Convert every line of the data below into a JSON list of strings, one string per line, with blank lines dropped.

Entries supplied

------------------------------

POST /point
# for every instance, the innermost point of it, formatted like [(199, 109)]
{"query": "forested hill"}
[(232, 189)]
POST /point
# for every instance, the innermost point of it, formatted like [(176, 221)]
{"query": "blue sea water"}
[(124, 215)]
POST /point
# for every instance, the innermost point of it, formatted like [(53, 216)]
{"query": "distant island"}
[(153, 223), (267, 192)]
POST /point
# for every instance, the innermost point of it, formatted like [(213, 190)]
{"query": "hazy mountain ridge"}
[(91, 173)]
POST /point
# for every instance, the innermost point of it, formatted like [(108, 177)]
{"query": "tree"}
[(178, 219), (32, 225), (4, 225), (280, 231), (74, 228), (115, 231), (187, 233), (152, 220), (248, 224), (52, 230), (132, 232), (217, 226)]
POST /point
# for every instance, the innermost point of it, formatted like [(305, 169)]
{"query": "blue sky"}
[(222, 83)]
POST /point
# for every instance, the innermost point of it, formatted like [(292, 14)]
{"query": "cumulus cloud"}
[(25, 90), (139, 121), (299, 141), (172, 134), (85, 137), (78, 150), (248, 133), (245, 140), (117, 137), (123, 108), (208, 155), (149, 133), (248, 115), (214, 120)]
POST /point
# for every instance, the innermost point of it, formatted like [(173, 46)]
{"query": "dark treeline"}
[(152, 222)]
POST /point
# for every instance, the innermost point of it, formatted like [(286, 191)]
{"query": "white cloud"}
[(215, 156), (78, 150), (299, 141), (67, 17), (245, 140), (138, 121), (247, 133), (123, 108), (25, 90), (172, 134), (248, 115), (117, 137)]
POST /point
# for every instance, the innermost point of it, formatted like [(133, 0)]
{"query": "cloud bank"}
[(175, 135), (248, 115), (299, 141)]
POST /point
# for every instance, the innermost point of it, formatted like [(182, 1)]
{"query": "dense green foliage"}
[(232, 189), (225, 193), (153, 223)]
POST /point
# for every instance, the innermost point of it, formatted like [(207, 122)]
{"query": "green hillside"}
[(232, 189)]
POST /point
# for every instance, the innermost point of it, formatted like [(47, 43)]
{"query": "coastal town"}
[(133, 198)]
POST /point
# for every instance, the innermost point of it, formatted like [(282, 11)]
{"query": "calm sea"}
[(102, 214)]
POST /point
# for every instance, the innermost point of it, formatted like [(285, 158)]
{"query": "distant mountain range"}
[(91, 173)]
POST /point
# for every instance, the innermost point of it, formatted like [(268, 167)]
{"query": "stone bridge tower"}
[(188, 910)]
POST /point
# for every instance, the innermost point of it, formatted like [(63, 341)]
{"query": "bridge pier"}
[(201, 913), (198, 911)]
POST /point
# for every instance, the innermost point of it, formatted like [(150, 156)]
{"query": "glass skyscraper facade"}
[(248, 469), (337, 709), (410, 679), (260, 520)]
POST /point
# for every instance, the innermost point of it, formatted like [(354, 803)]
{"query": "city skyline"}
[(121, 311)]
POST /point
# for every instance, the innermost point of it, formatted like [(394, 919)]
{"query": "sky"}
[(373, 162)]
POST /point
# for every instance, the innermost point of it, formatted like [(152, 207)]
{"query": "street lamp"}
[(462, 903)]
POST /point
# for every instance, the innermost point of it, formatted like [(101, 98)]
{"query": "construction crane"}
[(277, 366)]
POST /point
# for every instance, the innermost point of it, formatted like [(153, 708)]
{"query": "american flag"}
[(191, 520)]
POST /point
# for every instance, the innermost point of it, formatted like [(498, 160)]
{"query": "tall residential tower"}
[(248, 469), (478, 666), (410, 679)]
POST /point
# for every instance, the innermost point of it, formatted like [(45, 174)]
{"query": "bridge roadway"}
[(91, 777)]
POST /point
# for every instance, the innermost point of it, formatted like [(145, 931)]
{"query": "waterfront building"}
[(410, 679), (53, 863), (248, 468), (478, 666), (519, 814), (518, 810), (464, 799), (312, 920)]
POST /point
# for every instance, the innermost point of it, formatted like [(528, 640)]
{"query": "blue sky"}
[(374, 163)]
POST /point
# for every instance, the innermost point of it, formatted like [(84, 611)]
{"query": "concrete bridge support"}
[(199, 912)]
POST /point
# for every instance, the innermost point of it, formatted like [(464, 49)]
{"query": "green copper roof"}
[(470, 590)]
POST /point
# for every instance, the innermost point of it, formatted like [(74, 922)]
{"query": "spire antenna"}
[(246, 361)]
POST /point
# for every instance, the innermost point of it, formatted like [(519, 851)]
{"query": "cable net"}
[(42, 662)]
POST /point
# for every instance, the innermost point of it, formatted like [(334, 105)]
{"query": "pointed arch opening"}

------------------------------

Output of the exercise
[
  "POST /point",
  "# for every instance, the innermost point of it, formatted like [(199, 109)]",
  "{\"query\": \"forested hill\"}",
  "[(232, 189)]",
  "POST /point",
  "# for every instance, the innermost point of it, formatted like [(176, 221)]",
  "{\"query\": \"blue sea water\"}",
  "[(124, 215)]",
  "POST /point",
  "# for every instance, the innermost point of it, formatted like [(53, 216)]",
  "{\"query\": \"distant island\"}",
  "[(153, 223), (267, 192)]",
  "POST /point",
  "# for every instance, the innermost point of it, formatted like [(213, 190)]",
  "{\"query\": \"hazy mountain ridge\"}",
  "[(91, 173)]",
  "POST /point",
  "# for every instance, the innermost point of it, formatted like [(108, 177)]",
  "{\"query\": \"tree\"}",
  "[(178, 219), (32, 225), (4, 225), (280, 231), (74, 228), (115, 231), (187, 233), (152, 220), (248, 224), (52, 230), (132, 232), (217, 226)]",
  "POST /point",
  "# for every instance, the innermost point of it, formatted like [(305, 169)]",
  "{\"query\": \"blue sky\"}",
  "[(222, 83)]",
  "POST /point",
  "# for every instance, the innermost point of it, formatted like [(292, 14)]",
  "{\"query\": \"cumulus cloud\"}",
  "[(25, 90), (139, 121), (299, 141), (172, 134), (85, 137), (78, 150), (248, 133), (245, 140), (117, 137), (123, 108), (208, 155), (149, 133), (248, 115), (214, 120)]",
  "POST /point",
  "# for every instance, the innermost point of it, formatted like [(173, 46)]",
  "{\"query\": \"dark treeline\"}",
  "[(152, 222)]",
  "POST /point",
  "# for every instance, the innermost point of it, formatted like [(286, 191)]",
  "{\"query\": \"white cloud\"}",
  "[(215, 156), (78, 150), (299, 141), (67, 17), (245, 140), (138, 121), (247, 133), (123, 108), (25, 90), (172, 134), (248, 115), (117, 137)]",
  "POST /point",
  "# for every instance, the innermost point of it, formatted like [(133, 0)]",
  "{\"query\": \"cloud bank\"}",
  "[(175, 135), (248, 115), (299, 141)]",
  "POST /point",
  "# for every instance, the innermost point of it, formatted like [(182, 1)]",
  "{\"query\": \"dense green foliage\"}",
  "[(232, 189), (225, 193), (153, 223)]",
  "POST /point",
  "# for every instance, the innermost point of it, formatted like [(207, 122)]",
  "{\"query\": \"green hillside\"}",
  "[(232, 189)]",
  "POST /point",
  "# for every instance, the innermost point of it, formatted like [(47, 43)]",
  "{\"query\": \"coastal town\"}",
  "[(133, 198)]",
  "POST /point",
  "# for every instance, the innermost point of it, formatted like [(282, 11)]",
  "{\"query\": \"calm sea\"}",
  "[(102, 214)]",
  "POST /point",
  "# for every instance, the innermost point of it, formatted like [(285, 158)]",
  "{\"query\": \"distant mountain range\"}",
  "[(91, 173)]",
  "POST /point",
  "# for every instance, the innermost point of it, formatted like [(268, 167)]",
  "{\"query\": \"stone bridge tower\"}",
  "[(188, 910)]",
  "POST /point",
  "# for every instance, the innermost point of it, formatted like [(63, 341)]",
  "{\"query\": \"bridge pier\"}",
  "[(201, 913), (198, 911)]",
  "POST /point",
  "# for every instance, the innermost point of it, formatted like [(150, 156)]",
  "{\"query\": \"glass skyscraper facade\"}",
  "[(248, 469), (337, 709), (410, 679), (260, 520)]",
  "POST /point",
  "# for every instance, the innermost point of it, formatted like [(354, 803)]",
  "{\"query\": \"city skyline\"}",
  "[(121, 311)]",
  "POST /point",
  "# for every instance, the innermost point of it, formatted like [(394, 919)]",
  "{\"query\": \"sky\"}",
  "[(373, 162)]",
  "POST /point",
  "# for every instance, the innermost point of it, formatted like [(152, 207)]",
  "{\"query\": \"street lamp\"}",
  "[(462, 903)]",
  "POST /point",
  "# for every instance, the innermost point of it, formatted like [(101, 98)]",
  "{\"query\": \"construction crane\"}",
  "[(277, 366)]",
  "POST /point",
  "# for every instance, the innermost point of it, formatted like [(153, 708)]",
  "{\"query\": \"american flag\"}",
  "[(191, 520)]",
  "POST /point",
  "# for every instance, the innermost point of it, formatted like [(498, 160)]",
  "{\"query\": \"tall residential tower\"}",
  "[(248, 469), (478, 666), (410, 679)]",
  "POST /point",
  "# for every instance, the innermost point of it, formatted like [(45, 174)]",
  "{\"query\": \"bridge roadway\"}",
  "[(91, 777)]",
  "POST /point",
  "# for every instance, the innermost point of it, formatted like [(145, 931)]",
  "{\"query\": \"waterfront building\"}",
  "[(410, 679), (53, 863), (248, 468), (478, 666), (519, 814), (518, 810), (464, 799), (312, 920)]",
  "POST /point",
  "# for every instance, the innermost point of it, formatted like [(528, 640)]",
  "{\"query\": \"blue sky\"}",
  "[(374, 163)]",
  "POST /point",
  "# for every instance, the innermost point of it, formatted like [(84, 611)]",
  "{\"query\": \"concrete bridge support\"}",
  "[(199, 912)]",
  "POST /point",
  "# for every instance, the innermost point of it, formatted like [(464, 49)]",
  "{\"query\": \"green copper roof\"}",
  "[(470, 590)]",
  "POST /point",
  "# for every instance, the innermost point of it, formatted like [(74, 922)]",
  "{\"query\": \"spire antenna\"}",
  "[(246, 361)]",
  "POST /point",
  "# for every instance, the innermost point of it, formatted like [(519, 851)]",
  "{\"query\": \"cable net\"}",
  "[(42, 662)]",
  "POST /point",
  "# for every instance, the innermost point of it, formatted like [(334, 105)]",
  "{\"query\": \"pointed arch opening\"}"
]